====== Material for this task

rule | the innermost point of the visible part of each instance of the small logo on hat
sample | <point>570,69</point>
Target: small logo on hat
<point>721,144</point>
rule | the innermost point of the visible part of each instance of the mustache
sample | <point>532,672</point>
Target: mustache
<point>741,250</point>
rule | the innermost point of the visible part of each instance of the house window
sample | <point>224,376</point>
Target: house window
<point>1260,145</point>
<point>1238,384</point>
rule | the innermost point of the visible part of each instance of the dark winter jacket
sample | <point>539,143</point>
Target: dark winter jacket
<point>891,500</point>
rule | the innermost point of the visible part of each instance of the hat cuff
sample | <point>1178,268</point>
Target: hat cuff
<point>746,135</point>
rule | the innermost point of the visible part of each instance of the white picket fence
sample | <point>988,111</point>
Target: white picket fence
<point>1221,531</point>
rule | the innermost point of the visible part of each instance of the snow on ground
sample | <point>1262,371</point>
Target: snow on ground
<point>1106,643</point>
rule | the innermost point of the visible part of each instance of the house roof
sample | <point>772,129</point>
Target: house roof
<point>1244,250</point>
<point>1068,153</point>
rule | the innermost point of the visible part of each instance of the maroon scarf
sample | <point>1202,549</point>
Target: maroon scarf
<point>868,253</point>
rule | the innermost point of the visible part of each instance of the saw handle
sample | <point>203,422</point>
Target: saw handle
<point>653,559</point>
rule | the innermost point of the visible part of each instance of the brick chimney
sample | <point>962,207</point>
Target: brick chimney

============

→ Task directions
Reproduce the rows above verbatim, from the line containing "the snow on ground" through the final line of the rows, including both ends.

→ Written answer
rule | the innermost point of the visible part of each instance of the snow on ground
sample | <point>1262,371</point>
Target: snow on ground
<point>1106,643</point>
rule | the innermost point of the visible part of each instance of the house roof
sample | <point>772,129</point>
Target: house roof
<point>1244,250</point>
<point>1068,153</point>
rule | the innermost point of the visible part of each instance of the maroon scarf
sample | <point>1202,549</point>
Target: maroon scarf
<point>868,253</point>
rule | the innermost point of the visible part of each instance of the saw handle
sample | <point>203,422</point>
Target: saw handle
<point>653,559</point>
rule | the innermost point of the visible part of each instance of the brick chimney
sample | <point>962,207</point>
Target: brick chimney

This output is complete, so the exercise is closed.